Which lines in the data below contain the word "white"? Copy each of them.

* Dataset records *

§ §

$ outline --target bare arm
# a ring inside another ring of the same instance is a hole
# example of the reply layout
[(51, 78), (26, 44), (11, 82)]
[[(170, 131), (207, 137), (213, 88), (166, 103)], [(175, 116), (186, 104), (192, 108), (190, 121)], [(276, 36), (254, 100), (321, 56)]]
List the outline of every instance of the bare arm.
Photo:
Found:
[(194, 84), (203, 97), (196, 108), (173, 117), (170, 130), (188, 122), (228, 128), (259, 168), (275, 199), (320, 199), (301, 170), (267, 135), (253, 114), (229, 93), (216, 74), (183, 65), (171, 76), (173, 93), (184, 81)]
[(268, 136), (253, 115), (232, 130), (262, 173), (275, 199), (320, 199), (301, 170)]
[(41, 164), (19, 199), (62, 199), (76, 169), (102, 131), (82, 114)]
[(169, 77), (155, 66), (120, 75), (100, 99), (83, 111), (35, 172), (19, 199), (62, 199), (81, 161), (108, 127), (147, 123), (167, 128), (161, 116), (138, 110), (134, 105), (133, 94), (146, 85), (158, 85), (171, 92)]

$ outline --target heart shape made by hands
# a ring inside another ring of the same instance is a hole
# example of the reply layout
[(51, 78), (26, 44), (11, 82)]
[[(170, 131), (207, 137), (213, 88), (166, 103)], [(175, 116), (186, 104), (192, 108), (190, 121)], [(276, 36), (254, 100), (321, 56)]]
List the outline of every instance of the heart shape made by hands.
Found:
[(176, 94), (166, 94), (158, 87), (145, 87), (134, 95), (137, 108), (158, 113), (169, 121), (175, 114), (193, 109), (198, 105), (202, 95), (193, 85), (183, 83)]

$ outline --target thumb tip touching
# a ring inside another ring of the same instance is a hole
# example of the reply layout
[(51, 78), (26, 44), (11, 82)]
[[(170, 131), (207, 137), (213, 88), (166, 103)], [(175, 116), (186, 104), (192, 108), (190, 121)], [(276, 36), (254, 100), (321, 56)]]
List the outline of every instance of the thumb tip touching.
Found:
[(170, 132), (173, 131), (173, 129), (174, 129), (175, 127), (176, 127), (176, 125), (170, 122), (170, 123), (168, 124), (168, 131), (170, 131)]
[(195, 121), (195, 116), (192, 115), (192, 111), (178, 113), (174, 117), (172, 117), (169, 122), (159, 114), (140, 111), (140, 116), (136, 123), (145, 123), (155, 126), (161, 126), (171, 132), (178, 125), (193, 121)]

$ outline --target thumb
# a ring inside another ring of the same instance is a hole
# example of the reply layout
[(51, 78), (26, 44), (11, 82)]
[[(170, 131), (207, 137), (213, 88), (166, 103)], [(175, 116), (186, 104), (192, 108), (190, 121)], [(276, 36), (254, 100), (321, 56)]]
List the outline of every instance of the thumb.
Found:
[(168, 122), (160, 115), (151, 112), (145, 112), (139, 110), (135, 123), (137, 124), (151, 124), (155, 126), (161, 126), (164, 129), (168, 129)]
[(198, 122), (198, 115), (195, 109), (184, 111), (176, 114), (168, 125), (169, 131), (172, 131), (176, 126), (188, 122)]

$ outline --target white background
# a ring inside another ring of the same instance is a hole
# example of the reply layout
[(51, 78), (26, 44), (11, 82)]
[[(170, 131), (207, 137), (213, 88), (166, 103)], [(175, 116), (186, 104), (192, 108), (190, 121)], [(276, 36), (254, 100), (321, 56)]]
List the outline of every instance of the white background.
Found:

§ §

* YOUR SOLUTION *
$ outline --target white background
List the outline of every instance of the white background.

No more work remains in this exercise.